(Coordinate annotation entries)
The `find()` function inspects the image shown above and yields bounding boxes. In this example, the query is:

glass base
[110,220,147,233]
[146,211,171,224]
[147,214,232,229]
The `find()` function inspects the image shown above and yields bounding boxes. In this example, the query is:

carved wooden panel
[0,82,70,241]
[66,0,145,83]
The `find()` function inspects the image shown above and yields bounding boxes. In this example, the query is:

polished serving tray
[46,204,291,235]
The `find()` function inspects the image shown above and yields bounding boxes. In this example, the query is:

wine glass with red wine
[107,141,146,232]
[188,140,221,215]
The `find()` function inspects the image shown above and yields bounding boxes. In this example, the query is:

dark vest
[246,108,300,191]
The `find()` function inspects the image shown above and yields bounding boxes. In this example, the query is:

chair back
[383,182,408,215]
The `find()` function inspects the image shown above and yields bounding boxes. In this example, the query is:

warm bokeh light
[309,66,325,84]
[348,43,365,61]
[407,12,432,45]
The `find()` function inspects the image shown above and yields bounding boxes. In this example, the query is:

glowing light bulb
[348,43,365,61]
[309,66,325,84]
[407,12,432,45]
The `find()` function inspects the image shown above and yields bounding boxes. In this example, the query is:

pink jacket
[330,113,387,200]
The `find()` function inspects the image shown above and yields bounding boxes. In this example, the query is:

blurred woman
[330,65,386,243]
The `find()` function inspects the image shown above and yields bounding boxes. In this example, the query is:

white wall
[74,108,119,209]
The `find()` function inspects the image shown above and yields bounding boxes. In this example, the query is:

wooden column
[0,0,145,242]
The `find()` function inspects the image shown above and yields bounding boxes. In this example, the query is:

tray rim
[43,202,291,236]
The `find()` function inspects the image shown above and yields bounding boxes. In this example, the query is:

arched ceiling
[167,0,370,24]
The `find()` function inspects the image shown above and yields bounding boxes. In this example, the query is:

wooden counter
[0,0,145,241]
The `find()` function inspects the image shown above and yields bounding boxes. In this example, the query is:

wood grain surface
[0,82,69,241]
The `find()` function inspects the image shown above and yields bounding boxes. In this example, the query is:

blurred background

SET EXERCISE
Starting with the first line of the material and stopping after the line that contains "[147,214,232,229]", output those lines as a numbered list, leaving out any blank lines.

EXPECTED ANSWER
1. The `find()` function inspects the image shown above and yields bounding boxes. In this example, the query is:
2. glass base
3. [110,220,147,233]
4. [146,211,171,224]
5. [147,214,232,229]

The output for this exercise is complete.